WHAT IS BEING ASKED
Update the alcohol seizure first-aid text by writing it out again, starting with "- Turn the person" and going on through "on the way.", with "medical help" changed to "emergency help".

Alcohol poisoning is a life-threatening condition that can cause alcohol seizures. Signs of alcohol poisoning include stupor, confusion, vomiting, an inability to wake up, slowed or irregular breathing, pale or bluish skin color and seizures. If you see someone suffering from an alcohol seizure, call for medical help immediately, then follow these steps.
During the Seizure
There is nothing you can do to stop a seizure, so your primary goal is to keep the person safe until the seizure ends. Remain calm and try to keep other people in the vicinity calm as well. Follow these steps for caring for someone suffering from an alcohol seizure:
- Gently ease the person to the floor if they are not already on a flat, safe surface. Place something soft and supportive (such as a pillow or jacket) under their head.
- Clear the area around the person of anything that they could hit or bump into during the seizure. If the person is wearing anything on their face (such as eyeglasses) or around their neck (such as a tie or necklace), carefully remove the item.
- Turn the person on his or her side. This will help the person breathe and will prevent aspiration if the person vomits.
- Time how long the seizure lasts. This information may be useful to medical personnel once they arrive.
- If the person remains unconscious after the seizure, stay with the person and monitor his or her breathing until medical help arrives.
- If the person wakes up after the seizure, keep them calm and reassure them that help is on the way.
After the Seizure
Following an alcohol-related seizure, the person will likely be suffering from a number of nutrient deficiencies, including deficiencies of thiamine and electrolytes. As the individual is recovering from the alcohol seizure, he or she can prevent further health problems by drinking electrolyte-rich beverages such as sports drinks and consuming foods containing thiamin, such as nuts, oats, oranges, eggs and beef. Alcohol seizures can cause serious and potentially long-term health complications such as intracranial lesions, infection and alcohol withdrawal syndrome. To prevent long-term damage, a person who has experienced an alcohol seizure should seek medical attention immediately. Medical professionals may prescribe medications to prevent future alcohol seizures as the individual goes through alcohol detox or withdrawal. If you or someone you love has suffered from an alcohol-related seizure, get medical attention immediately. Then consider an alcohol detox or drug rehabilitation facility to help gain control of problematic alcohol use. Sources: Brathen, G., Ben-Menachem, E., Brodtkorb, E., Galvin, R., Garcia-Monco, J. C., Halasz, P., Hillbom, M., Leone, M. A., & Young, A. B. (2011). Alcohol-related seizures. European Handbook of Neurological Management, Vol 1, 2nd Ed., 429-436. Centers for Disease Control and Prevention. (2016). Seizure First Aid. National Institute on Alcohol Abuse and Alcoholism. (2015). Alcohol Overdose: The Dangers of Drinking Too Much.

SUPPLIED INFORMATION
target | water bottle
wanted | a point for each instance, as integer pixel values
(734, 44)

ANSWER TO THE PROBLEM
- Turn the person on his or her side. This will help the person breathe and will prevent aspiration if the person vomits.
- Time how long the seizure lasts. This information may be useful to medical personnel once they arrive.
- If the person remains unconscious after the seizure, stay with the person and monitor his or her breathing until emergency help arrives.
- If the person wakes up after the seizure, keep them calm and reassure them that help is on the way.